» Brief
Review the material and extract every line in which the word "below" occurs.

» Data shown

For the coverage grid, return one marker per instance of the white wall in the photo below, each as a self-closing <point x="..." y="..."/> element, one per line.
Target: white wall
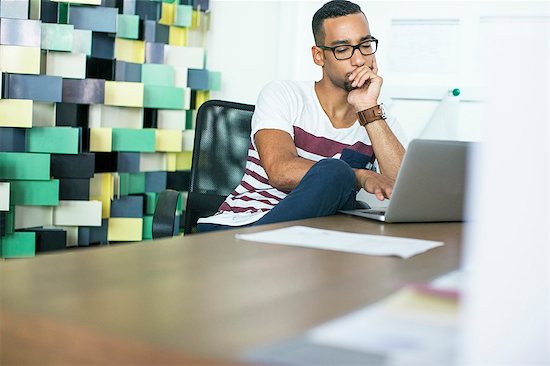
<point x="254" y="42"/>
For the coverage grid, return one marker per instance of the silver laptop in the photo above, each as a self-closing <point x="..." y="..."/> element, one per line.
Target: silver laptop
<point x="429" y="187"/>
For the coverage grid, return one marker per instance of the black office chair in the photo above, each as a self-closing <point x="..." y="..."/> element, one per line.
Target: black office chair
<point x="222" y="139"/>
<point x="164" y="218"/>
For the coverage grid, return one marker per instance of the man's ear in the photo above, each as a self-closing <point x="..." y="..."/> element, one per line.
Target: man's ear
<point x="318" y="56"/>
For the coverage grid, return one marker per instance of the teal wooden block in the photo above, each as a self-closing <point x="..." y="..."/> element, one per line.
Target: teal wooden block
<point x="24" y="166"/>
<point x="214" y="80"/>
<point x="163" y="97"/>
<point x="56" y="140"/>
<point x="57" y="37"/>
<point x="137" y="183"/>
<point x="82" y="41"/>
<point x="18" y="245"/>
<point x="157" y="74"/>
<point x="127" y="26"/>
<point x="184" y="16"/>
<point x="34" y="192"/>
<point x="126" y="139"/>
<point x="147" y="228"/>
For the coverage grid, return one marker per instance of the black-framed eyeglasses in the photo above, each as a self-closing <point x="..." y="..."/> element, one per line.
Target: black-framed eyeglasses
<point x="345" y="51"/>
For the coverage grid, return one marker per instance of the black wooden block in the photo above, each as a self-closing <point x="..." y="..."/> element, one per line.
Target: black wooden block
<point x="74" y="189"/>
<point x="103" y="46"/>
<point x="155" y="181"/>
<point x="12" y="139"/>
<point x="127" y="206"/>
<point x="49" y="239"/>
<point x="71" y="114"/>
<point x="179" y="180"/>
<point x="100" y="68"/>
<point x="72" y="166"/>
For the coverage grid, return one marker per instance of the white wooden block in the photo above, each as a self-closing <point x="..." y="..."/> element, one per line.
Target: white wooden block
<point x="33" y="216"/>
<point x="4" y="196"/>
<point x="152" y="162"/>
<point x="77" y="213"/>
<point x="101" y="115"/>
<point x="180" y="77"/>
<point x="66" y="64"/>
<point x="171" y="119"/>
<point x="188" y="57"/>
<point x="43" y="114"/>
<point x="188" y="140"/>
<point x="18" y="9"/>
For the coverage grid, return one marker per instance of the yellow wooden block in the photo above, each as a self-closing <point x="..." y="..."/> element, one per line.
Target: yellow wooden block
<point x="183" y="160"/>
<point x="16" y="113"/>
<point x="171" y="162"/>
<point x="101" y="139"/>
<point x="20" y="60"/>
<point x="124" y="94"/>
<point x="130" y="50"/>
<point x="168" y="13"/>
<point x="102" y="189"/>
<point x="202" y="96"/>
<point x="196" y="20"/>
<point x="124" y="229"/>
<point x="177" y="36"/>
<point x="168" y="140"/>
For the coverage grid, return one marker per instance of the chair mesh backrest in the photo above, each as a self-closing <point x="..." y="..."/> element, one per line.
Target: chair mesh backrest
<point x="222" y="138"/>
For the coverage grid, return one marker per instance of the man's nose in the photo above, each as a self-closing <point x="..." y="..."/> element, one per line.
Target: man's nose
<point x="357" y="58"/>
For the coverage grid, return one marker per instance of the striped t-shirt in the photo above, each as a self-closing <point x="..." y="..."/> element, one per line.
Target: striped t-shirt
<point x="291" y="106"/>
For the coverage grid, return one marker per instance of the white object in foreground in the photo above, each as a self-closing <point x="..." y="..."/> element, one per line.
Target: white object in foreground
<point x="302" y="236"/>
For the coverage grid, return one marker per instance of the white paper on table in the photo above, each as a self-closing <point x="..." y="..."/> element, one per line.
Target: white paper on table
<point x="308" y="237"/>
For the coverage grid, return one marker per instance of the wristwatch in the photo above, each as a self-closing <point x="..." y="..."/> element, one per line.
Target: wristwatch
<point x="371" y="114"/>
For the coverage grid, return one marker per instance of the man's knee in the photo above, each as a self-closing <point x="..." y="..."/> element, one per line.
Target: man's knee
<point x="334" y="173"/>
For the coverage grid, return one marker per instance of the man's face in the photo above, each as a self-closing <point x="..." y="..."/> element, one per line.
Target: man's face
<point x="347" y="30"/>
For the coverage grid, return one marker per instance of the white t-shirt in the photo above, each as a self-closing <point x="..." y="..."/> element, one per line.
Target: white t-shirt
<point x="291" y="106"/>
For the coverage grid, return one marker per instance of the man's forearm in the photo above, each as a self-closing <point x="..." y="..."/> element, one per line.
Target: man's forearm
<point x="388" y="150"/>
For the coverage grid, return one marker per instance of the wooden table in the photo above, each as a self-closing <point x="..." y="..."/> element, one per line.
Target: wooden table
<point x="199" y="299"/>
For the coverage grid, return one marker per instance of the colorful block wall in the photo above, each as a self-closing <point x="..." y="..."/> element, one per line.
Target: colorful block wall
<point x="97" y="106"/>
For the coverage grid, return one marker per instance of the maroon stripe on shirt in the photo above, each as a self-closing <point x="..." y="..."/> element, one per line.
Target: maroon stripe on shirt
<point x="226" y="207"/>
<point x="251" y="189"/>
<point x="323" y="146"/>
<point x="256" y="176"/>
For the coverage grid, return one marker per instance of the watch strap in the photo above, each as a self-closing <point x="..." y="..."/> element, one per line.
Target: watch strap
<point x="370" y="115"/>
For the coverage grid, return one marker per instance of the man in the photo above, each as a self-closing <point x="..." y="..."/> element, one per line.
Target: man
<point x="314" y="144"/>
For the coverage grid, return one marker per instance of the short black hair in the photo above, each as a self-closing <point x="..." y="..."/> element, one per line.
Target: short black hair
<point x="332" y="9"/>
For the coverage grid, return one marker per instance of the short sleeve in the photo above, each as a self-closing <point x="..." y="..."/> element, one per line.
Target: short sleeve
<point x="274" y="109"/>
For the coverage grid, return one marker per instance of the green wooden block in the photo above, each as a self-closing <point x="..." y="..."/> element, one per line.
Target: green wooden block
<point x="163" y="97"/>
<point x="214" y="80"/>
<point x="56" y="140"/>
<point x="184" y="16"/>
<point x="18" y="245"/>
<point x="24" y="166"/>
<point x="189" y="119"/>
<point x="127" y="26"/>
<point x="137" y="183"/>
<point x="147" y="228"/>
<point x="157" y="74"/>
<point x="10" y="220"/>
<point x="34" y="192"/>
<point x="136" y="140"/>
<point x="57" y="37"/>
<point x="82" y="41"/>
<point x="150" y="202"/>
<point x="124" y="183"/>
<point x="63" y="13"/>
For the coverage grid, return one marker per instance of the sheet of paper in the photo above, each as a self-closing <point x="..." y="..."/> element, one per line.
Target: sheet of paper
<point x="308" y="237"/>
<point x="415" y="326"/>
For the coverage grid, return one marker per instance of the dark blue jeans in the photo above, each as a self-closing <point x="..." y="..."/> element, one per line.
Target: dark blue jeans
<point x="327" y="187"/>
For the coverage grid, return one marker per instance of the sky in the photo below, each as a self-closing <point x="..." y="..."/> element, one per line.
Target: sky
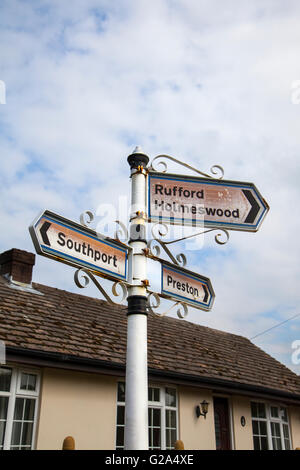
<point x="207" y="82"/>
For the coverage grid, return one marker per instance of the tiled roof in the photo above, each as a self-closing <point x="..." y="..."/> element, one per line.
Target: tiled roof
<point x="85" y="327"/>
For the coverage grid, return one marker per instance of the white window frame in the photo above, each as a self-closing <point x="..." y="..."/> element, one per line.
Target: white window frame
<point x="16" y="392"/>
<point x="161" y="404"/>
<point x="270" y="419"/>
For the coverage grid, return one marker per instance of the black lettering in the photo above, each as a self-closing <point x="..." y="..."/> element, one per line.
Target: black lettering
<point x="210" y="211"/>
<point x="61" y="237"/>
<point x="90" y="251"/>
<point x="77" y="247"/>
<point x="158" y="189"/>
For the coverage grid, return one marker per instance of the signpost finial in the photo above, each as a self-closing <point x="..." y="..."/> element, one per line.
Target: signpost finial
<point x="138" y="158"/>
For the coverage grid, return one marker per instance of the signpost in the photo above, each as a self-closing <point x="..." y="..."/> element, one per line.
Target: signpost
<point x="64" y="240"/>
<point x="155" y="197"/>
<point x="193" y="201"/>
<point x="186" y="286"/>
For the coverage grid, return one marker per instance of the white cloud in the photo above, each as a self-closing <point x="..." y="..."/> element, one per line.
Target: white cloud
<point x="86" y="83"/>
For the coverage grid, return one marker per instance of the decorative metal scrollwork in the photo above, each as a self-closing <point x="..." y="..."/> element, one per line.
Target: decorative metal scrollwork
<point x="154" y="246"/>
<point x="86" y="218"/>
<point x="153" y="302"/>
<point x="154" y="250"/>
<point x="215" y="169"/>
<point x="121" y="232"/>
<point x="82" y="278"/>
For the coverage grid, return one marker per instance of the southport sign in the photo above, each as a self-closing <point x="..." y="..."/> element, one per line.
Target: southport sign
<point x="193" y="201"/>
<point x="186" y="286"/>
<point x="64" y="240"/>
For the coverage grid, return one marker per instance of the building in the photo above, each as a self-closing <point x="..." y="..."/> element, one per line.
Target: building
<point x="65" y="368"/>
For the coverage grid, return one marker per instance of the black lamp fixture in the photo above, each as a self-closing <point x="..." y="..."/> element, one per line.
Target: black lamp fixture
<point x="202" y="409"/>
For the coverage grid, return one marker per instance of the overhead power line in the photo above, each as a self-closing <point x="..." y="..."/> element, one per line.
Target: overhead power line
<point x="275" y="326"/>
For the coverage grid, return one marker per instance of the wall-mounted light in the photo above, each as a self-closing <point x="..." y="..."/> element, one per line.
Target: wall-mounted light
<point x="202" y="409"/>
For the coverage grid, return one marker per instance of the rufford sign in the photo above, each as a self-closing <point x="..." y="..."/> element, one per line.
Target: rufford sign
<point x="64" y="240"/>
<point x="184" y="200"/>
<point x="186" y="286"/>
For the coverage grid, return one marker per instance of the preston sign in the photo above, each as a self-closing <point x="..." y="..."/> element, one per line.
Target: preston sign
<point x="193" y="201"/>
<point x="71" y="243"/>
<point x="183" y="285"/>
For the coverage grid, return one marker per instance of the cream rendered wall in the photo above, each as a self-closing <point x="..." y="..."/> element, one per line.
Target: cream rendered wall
<point x="196" y="433"/>
<point x="243" y="439"/>
<point x="77" y="404"/>
<point x="294" y="416"/>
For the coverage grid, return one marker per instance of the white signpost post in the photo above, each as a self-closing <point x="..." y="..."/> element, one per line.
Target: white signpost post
<point x="165" y="199"/>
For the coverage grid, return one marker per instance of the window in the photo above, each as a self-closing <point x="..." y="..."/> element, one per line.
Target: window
<point x="18" y="408"/>
<point x="270" y="427"/>
<point x="162" y="417"/>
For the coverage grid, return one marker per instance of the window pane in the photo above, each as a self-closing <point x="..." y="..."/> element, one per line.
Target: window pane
<point x="170" y="397"/>
<point x="19" y="408"/>
<point x="120" y="436"/>
<point x="170" y="418"/>
<point x="153" y="394"/>
<point x="121" y="391"/>
<point x="283" y="414"/>
<point x="3" y="407"/>
<point x="156" y="437"/>
<point x="254" y="412"/>
<point x="29" y="409"/>
<point x="2" y="432"/>
<point x="261" y="410"/>
<point x="255" y="427"/>
<point x="27" y="434"/>
<point x="256" y="443"/>
<point x="5" y="378"/>
<point x="276" y="443"/>
<point x="28" y="382"/>
<point x="275" y="429"/>
<point x="262" y="428"/>
<point x="121" y="415"/>
<point x="16" y="433"/>
<point x="286" y="431"/>
<point x="156" y="417"/>
<point x="264" y="443"/>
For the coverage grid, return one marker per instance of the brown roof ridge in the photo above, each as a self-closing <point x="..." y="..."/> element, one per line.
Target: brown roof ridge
<point x="73" y="324"/>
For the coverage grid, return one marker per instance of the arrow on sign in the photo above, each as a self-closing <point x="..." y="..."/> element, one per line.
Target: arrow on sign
<point x="255" y="207"/>
<point x="43" y="231"/>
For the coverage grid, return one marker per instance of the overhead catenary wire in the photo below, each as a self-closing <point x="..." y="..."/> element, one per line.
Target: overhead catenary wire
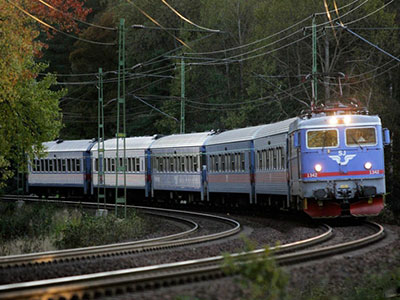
<point x="270" y="36"/>
<point x="187" y="20"/>
<point x="76" y="19"/>
<point x="157" y="23"/>
<point x="56" y="29"/>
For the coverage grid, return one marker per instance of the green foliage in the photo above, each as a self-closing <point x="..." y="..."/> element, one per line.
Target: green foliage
<point x="84" y="230"/>
<point x="370" y="287"/>
<point x="29" y="221"/>
<point x="28" y="107"/>
<point x="259" y="275"/>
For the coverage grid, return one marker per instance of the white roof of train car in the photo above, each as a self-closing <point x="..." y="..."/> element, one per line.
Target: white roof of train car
<point x="68" y="146"/>
<point x="250" y="133"/>
<point x="132" y="143"/>
<point x="182" y="140"/>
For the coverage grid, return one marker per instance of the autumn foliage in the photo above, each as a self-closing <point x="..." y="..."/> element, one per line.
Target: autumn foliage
<point x="29" y="111"/>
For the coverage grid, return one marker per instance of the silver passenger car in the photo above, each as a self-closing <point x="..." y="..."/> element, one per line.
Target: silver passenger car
<point x="176" y="164"/>
<point x="64" y="169"/>
<point x="136" y="168"/>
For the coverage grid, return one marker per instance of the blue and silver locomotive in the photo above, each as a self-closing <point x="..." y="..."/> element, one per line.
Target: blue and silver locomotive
<point x="336" y="163"/>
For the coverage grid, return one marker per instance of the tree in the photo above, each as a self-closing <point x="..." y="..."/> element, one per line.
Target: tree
<point x="28" y="107"/>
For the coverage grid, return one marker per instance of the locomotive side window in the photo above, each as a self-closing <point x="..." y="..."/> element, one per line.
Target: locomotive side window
<point x="360" y="136"/>
<point x="322" y="138"/>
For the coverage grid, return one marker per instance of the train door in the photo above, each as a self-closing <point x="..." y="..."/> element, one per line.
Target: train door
<point x="294" y="164"/>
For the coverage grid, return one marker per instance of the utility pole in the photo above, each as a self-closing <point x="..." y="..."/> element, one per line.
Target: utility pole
<point x="120" y="163"/>
<point x="182" y="95"/>
<point x="101" y="180"/>
<point x="314" y="68"/>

» Response to the task
For the coverage grid, return one marker per instance of the white wall in the photo below, each as a self-closing <point x="..." y="..."/> element, one per line.
For the coverage grid, return one marker per instance of the sky in the photo below, each as a self-closing <point x="..." y="..."/> element, one per line.
For the coverage grid, return one marker per instance of the overhead catenary wire in the photo below, each as a self-closing <point x="..." y="..."/> element, one per line.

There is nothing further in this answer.